* Begin Given passage *
In [1]:
import gym
import numpy as np
import matplotlib.pyplot as plt
import warnings
warnings.filterwarnings("ignore", category=DeprecationWarning) 

In [2]:
env = gym.make('CartPole-v1')

#environment characteristics
observation_space = env.observation_space
action_space = env.action_space
print(f"""Observation space:
0- cart position
1- cart velocity
2- pole angle (radians)
3- pole angular velocity
low bounds: {observation_space.low}, 
high bounds: {observation_space.high}, 
shape: {observation_space.shape}, 
type: {observation_space.dtype}""")

print(f"""\nAction space: {action_space.n}
0- push cart to the left
1- push cart to the right""")

Observation space:
0- cart position
1- cart velocity
2- pole angle (radians)
3- pole angular velocity
low bounds: [-4.8000002e+00 -3.4028235e+38 -4.1887903e-01 -3.4028235e+38], 
high bounds: [4.8000002e+00 3.4028235e+38 4.1887903e-01 3.4028235e+38], 
shape: (4,), 
type: float32

Action space: 2
0- push cart to the left
1- push cart to the right


Conditions for termination: angle over 12 degrees (unstable), cart position more than 2.4 (out of frame), episode length > 200, or solved requirement (avg return is greater than or equal to 195 over 100 consecutive trials).

When we call env.step we get different outputs: observation tells us the state of the environment (current cart position on x, cart velocity, pole angle and pole angular velocity); the reward achieved (1 for every step taken, 0 after termination), info is used for debugging.

In [3]:
#define the agents
class RandomAgent:
    def __init__(self, action_space):
        self.action_space = action_space

    def act(self):
        #randomly select an action
        return self.action_space.sample()
    
class LearningAgent:
    def __init__(self, env, alpha = 0.1, epsilon = 0.9, gamma = 0.99, episodes = 1000, is_random = False, total_episodes_trained = 0, render = False):
        
        self.env = env
        self.alpha = alpha
        self.epsilon = epsilon
        self.gamma = gamma
        #self.bins = bins
        self.episodes = episodes
        self.epsilon_decay = epsilon / episodes
        self.q_table = self._create_q_table()
* End Given passage *
* Begin Supplied data *
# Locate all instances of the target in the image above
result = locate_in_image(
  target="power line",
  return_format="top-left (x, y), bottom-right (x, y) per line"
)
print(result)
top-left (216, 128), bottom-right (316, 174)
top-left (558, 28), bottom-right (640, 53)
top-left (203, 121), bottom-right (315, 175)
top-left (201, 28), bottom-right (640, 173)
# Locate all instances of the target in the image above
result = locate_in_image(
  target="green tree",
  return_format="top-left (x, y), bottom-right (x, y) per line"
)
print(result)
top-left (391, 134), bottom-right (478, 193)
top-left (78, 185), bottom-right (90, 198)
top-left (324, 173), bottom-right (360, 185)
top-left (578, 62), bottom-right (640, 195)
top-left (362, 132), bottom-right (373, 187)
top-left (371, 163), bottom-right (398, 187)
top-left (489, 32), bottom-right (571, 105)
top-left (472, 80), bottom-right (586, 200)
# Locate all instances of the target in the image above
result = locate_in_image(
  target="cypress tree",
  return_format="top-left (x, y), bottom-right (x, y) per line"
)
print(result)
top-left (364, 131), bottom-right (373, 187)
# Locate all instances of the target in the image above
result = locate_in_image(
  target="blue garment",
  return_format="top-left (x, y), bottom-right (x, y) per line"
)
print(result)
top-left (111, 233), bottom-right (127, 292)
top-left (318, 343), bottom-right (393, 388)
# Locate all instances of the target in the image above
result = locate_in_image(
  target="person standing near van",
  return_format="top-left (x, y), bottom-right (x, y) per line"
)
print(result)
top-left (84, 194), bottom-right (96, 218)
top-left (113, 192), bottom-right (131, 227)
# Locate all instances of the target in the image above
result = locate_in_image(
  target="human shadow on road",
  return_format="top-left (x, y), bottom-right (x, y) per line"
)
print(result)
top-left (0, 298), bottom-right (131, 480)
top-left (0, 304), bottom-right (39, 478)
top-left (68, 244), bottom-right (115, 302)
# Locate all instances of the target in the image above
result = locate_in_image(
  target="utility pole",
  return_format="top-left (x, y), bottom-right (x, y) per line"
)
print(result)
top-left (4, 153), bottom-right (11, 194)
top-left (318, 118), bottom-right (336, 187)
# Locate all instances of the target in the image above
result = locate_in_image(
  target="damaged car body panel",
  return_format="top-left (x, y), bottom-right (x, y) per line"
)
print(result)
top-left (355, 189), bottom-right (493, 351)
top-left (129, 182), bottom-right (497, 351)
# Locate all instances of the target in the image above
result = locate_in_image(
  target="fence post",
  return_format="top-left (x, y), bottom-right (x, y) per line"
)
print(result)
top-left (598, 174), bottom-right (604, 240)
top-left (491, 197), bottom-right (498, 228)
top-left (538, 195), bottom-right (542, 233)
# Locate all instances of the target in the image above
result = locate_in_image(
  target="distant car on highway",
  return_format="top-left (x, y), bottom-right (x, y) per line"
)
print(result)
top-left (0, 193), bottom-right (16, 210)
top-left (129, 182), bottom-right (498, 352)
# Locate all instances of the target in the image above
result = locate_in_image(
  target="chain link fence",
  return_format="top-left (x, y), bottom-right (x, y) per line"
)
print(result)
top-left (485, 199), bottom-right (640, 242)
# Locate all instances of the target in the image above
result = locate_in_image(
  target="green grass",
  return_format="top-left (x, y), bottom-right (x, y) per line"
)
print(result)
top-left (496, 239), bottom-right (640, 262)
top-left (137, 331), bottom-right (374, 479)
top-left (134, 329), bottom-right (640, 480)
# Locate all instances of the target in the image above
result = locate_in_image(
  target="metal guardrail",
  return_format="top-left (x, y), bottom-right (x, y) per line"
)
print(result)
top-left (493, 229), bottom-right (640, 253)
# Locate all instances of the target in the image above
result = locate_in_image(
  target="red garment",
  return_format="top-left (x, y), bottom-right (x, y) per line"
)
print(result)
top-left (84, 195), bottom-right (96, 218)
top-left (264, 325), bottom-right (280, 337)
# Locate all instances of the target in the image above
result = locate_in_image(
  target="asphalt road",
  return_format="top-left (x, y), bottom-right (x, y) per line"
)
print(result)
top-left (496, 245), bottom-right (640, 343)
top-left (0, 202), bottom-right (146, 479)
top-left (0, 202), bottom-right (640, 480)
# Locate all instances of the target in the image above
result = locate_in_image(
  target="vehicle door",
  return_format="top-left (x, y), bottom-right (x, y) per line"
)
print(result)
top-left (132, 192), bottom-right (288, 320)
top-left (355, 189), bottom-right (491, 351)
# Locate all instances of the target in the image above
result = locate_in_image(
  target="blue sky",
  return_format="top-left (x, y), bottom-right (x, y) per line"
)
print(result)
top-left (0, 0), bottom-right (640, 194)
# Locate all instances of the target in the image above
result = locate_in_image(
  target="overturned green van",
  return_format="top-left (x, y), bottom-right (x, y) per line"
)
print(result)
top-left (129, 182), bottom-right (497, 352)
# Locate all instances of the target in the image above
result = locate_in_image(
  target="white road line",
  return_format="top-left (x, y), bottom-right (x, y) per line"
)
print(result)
* End Supplied data *
What you will do ▸
1) Restate word for word the part of the CartPole notebook between "Action space: 2" and "used for debugging.", inclusive.
2) Quote the listing verbatim, from its first line through the line holding "top-left (364, 131), bottom-right (373, 187)", inclusive.

Results of the tasks ▸
1)
Action space: 2
0- push cart to the left
1- push cart to the right


Conditions for termination: angle over 12 degrees (unstable), cart position more than 2.4 (out of frame), episode length > 200, or solved requirement (avg return is greater than or equal to 195 over 100 consecutive trials).

When we call env.step we get different outputs: observation tells us the state of the environment (current cart position on x, cart velocity, pole angle and pole angular velocity); the reward achieved (1 for every step taken, 0 after termination), info is used for debugging.

2)
# Locate all instances of the target in the image above
result = locate_in_image(
  target="power line",
  return_format="top-left (x, y), bottom-right (x, y) per line"
)
print(result)
top-left (216, 128), bottom-right (316, 174)
top-left (558, 28), bottom-right (640, 53)
top-left (203, 121), bottom-right (315, 175)
top-left (201, 28), bottom-right (640, 173)
# Locate all instances of the target in the image above
result = locate_in_image(
  target="green tree",
  return_format="top-left (x, y), bottom-right (x, y) per line"
)
print(result)
top-left (391, 134), bottom-right (478, 193)
top-left (78, 185), bottom-right (90, 198)
top-left (324, 173), bottom-right (360, 185)
top-left (578, 62), bottom-right (640, 195)
top-left (362, 132), bottom-right (373, 187)
top-left (371, 163), bottom-right (398, 187)
top-left (489, 32), bottom-right (571, 105)
top-left (472, 80), bottom-right (586, 200)
# Locate all instances of the target in the image above
result = locate_in_image(
  target="cypress tree",
  return_format="top-left (x, y), bottom-right (x, y) per line"
)
print(result)
top-left (364, 131), bottom-right (373, 187)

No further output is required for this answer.